• WORK REQUIRED
Convert the records into a Markdown table with the columns "Row" and "Line," one numbered row per line, skipping blank lines and leaving out the pictures.
******************************
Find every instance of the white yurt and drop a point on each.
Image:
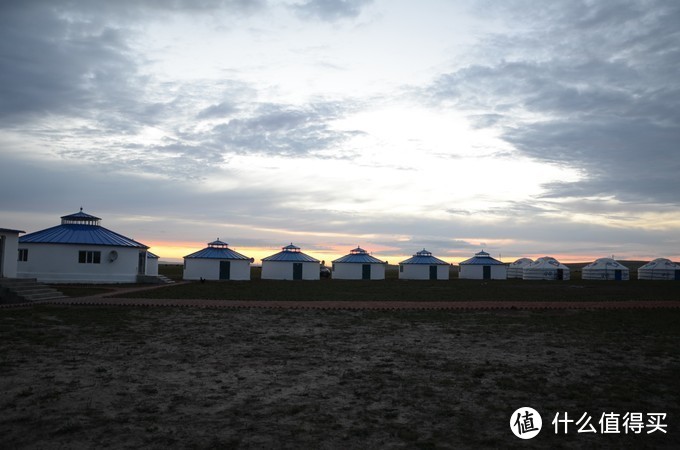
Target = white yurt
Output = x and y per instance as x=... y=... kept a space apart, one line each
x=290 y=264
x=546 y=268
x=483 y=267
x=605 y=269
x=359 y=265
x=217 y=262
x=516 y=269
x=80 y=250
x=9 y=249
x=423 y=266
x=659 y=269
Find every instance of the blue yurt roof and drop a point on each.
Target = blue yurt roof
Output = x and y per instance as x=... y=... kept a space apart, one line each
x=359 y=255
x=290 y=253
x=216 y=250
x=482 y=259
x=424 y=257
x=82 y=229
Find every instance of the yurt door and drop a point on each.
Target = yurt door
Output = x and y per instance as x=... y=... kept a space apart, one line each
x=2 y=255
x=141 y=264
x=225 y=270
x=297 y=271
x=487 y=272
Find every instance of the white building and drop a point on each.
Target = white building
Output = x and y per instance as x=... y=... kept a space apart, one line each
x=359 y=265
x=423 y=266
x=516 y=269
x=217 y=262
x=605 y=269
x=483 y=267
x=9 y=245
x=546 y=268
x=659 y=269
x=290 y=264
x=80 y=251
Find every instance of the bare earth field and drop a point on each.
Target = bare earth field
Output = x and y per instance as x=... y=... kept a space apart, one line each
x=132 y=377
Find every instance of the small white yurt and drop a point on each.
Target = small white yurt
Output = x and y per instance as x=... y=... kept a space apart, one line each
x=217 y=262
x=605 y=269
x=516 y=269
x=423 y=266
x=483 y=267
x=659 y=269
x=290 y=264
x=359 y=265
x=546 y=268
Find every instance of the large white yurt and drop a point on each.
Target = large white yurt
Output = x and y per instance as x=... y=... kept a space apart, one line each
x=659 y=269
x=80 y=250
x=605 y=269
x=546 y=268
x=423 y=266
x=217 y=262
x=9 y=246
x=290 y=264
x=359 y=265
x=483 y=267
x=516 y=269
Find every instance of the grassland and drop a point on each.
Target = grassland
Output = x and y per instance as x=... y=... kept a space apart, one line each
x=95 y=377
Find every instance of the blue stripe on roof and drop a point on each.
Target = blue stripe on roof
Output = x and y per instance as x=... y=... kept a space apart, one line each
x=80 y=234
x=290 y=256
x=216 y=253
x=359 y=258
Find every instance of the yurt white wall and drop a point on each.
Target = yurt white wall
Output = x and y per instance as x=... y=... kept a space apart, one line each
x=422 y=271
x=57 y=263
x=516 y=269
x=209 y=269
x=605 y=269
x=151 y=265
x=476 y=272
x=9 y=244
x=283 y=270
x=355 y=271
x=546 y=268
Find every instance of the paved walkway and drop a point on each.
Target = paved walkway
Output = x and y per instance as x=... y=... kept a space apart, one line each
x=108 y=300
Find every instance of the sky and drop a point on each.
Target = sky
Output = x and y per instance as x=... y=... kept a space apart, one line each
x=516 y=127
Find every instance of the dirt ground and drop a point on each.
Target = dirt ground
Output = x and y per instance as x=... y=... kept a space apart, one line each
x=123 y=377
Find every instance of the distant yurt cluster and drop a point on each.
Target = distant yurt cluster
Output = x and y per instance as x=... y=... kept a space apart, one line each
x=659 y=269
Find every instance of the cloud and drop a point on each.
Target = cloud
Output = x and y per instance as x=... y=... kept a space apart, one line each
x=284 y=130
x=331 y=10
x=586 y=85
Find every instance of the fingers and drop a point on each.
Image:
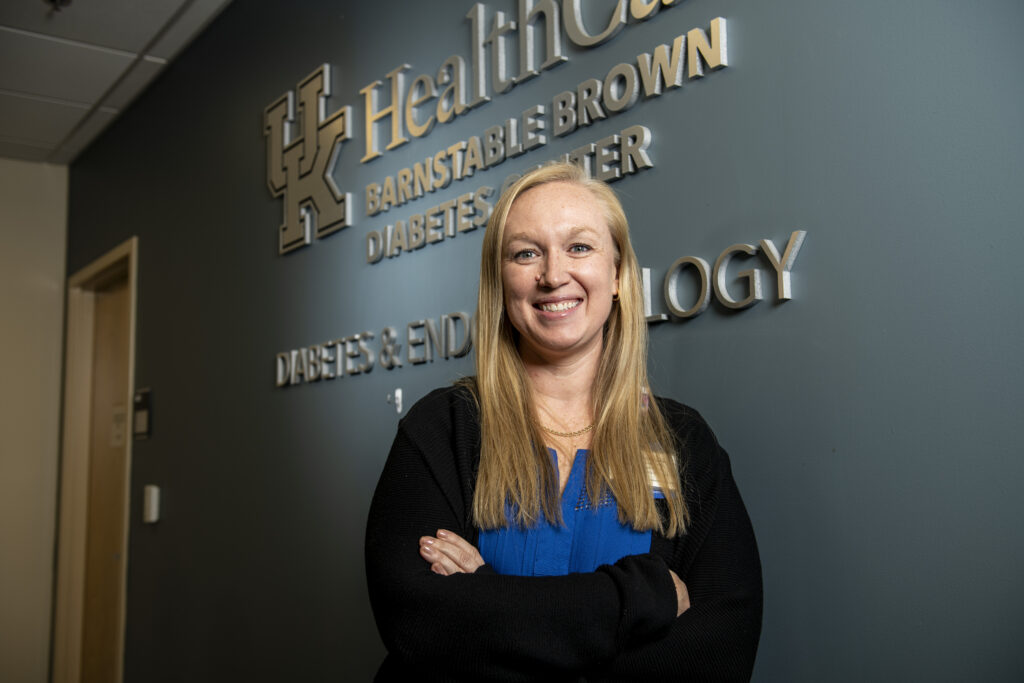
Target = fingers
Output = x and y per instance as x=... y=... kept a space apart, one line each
******************************
• EXERCISE ANSWER
| Row | Line |
|---|---|
| 1 | Find every instance of the white yurt and drop a point on each. |
| 2 | Image: |
| 3 | Target = white yurt |
| 4 | Output = x and y per instance as x=... y=... kept a space apart, one line each |
| 5 | x=290 y=264 |
| 6 | x=546 y=268 |
| 7 | x=483 y=267 |
| 8 | x=605 y=269 |
| 9 | x=359 y=265 |
| 10 | x=217 y=262 |
| 11 | x=516 y=269 |
| 12 | x=80 y=250 |
| 13 | x=9 y=249 |
| 14 | x=423 y=266 |
| 15 | x=659 y=269 |
| 16 | Find every instance of the blue yurt roof and drop a point on each. |
| 17 | Target = blue yurt roof |
| 18 | Output = x and y per instance as x=... y=... kept a space apart, one line each |
| 19 | x=359 y=255 |
| 20 | x=290 y=253 |
| 21 | x=216 y=250 |
| 22 | x=482 y=259 |
| 23 | x=424 y=257 |
| 24 | x=82 y=229 |
| 25 | Find every instance of the yurt door and drop a point on each. |
| 26 | Target = yurt door |
| 27 | Output = x and y per instance as x=... y=... kept a space apart, one line each |
| 28 | x=2 y=255 |
| 29 | x=141 y=264 |
| 30 | x=225 y=270 |
| 31 | x=297 y=271 |
| 32 | x=487 y=272 |
| 33 | Find every instance of the white building and drop a point on each. |
| 34 | Target = white building |
| 35 | Output = x and y per instance as x=... y=... kept a space apart, one line each |
| 36 | x=359 y=265 |
| 37 | x=423 y=266 |
| 38 | x=516 y=269 |
| 39 | x=217 y=262 |
| 40 | x=605 y=269 |
| 41 | x=483 y=267 |
| 42 | x=9 y=245 |
| 43 | x=546 y=268 |
| 44 | x=659 y=269 |
| 45 | x=290 y=264 |
| 46 | x=80 y=251 |
| 47 | Find every instance of the bare earth field and drop a point on each. |
| 48 | Target = bare earth field |
| 49 | Output = x and y per instance as x=... y=... kept a space apart, one line each |
| 50 | x=132 y=377 |
| 51 | Find every instance of the small white yurt and drop a point on each. |
| 52 | Target = small white yurt |
| 53 | Output = x and y per instance as x=... y=... kept a space apart, one line each |
| 54 | x=217 y=262 |
| 55 | x=605 y=269 |
| 56 | x=516 y=269 |
| 57 | x=423 y=266 |
| 58 | x=483 y=267 |
| 59 | x=659 y=269 |
| 60 | x=290 y=264 |
| 61 | x=359 y=265 |
| 62 | x=546 y=268 |
| 63 | Find every instance of the large white yurt and drop a point on each. |
| 64 | Target = large white yurt |
| 65 | Output = x and y per instance as x=... y=... kept a space apart, one line each |
| 66 | x=659 y=269 |
| 67 | x=80 y=250 |
| 68 | x=605 y=269 |
| 69 | x=546 y=268 |
| 70 | x=423 y=266 |
| 71 | x=217 y=262 |
| 72 | x=9 y=246 |
| 73 | x=290 y=264 |
| 74 | x=359 y=265 |
| 75 | x=483 y=267 |
| 76 | x=516 y=269 |
| 77 | Find every instance of the grassland and drop a point on each. |
| 78 | Target = grassland |
| 79 | Output = x and y per instance as x=... y=... kept a space apart, one line each |
| 80 | x=95 y=377 |
| 81 | Find every instance of the blue stripe on roof and drop a point on each. |
| 82 | Target = blue stripe on roof |
| 83 | Output = x and y per instance as x=... y=... kept a space apart, one line each |
| 84 | x=80 y=234 |
| 85 | x=290 y=256 |
| 86 | x=216 y=253 |
| 87 | x=359 y=258 |
| 88 | Find every instance of the yurt white wall and drop a point on each. |
| 89 | Target = yurt white wall |
| 90 | Output = x and y per instance as x=... y=... kept a space apart, one line each |
| 91 | x=422 y=271 |
| 92 | x=57 y=263 |
| 93 | x=516 y=269 |
| 94 | x=209 y=269 |
| 95 | x=605 y=269 |
| 96 | x=151 y=265 |
| 97 | x=476 y=272 |
| 98 | x=9 y=244 |
| 99 | x=283 y=270 |
| 100 | x=355 y=271 |
| 101 | x=546 y=268 |
| 102 | Find every instance of the paved walkway and drop a point on each. |
| 103 | Target = paved walkway |
| 104 | Output = x and y per instance as x=... y=... kept a space apart, one line each |
| 105 | x=108 y=300 |
| 106 | Find every instance of the sky and drop a point on each. |
| 107 | Target = sky |
| 108 | Output = x and y per instance as x=... y=... kept a space apart, one line each |
| 109 | x=516 y=127 |
| 110 | Find every instance of the dirt ground and drop a point on each. |
| 111 | Target = dirt ground |
| 112 | Output = x and y per instance as x=... y=... kept a space apart, one line each |
| 113 | x=123 y=377 |
| 114 | Find every instance of the distant yurt cluster and drop a point on each. |
| 115 | Target = distant yurt cluster |
| 116 | Output = x and y per instance as x=... y=... kept a space apart, one line each |
| 117 | x=659 y=269 |
| 118 | Find every instance of the cloud and drop a point on each. |
| 119 | Target = cloud |
| 120 | Output = x and y per instance as x=... y=... kept a space apart, one line each |
| 121 | x=284 y=130 |
| 122 | x=331 y=10 |
| 123 | x=586 y=85 |
| 124 | Find every instance of the fingers and drop a point on each. |
| 125 | Image: |
| 126 | Target = fingers |
| 127 | Output = x and y per instance as x=... y=... kept a space apart, one line each |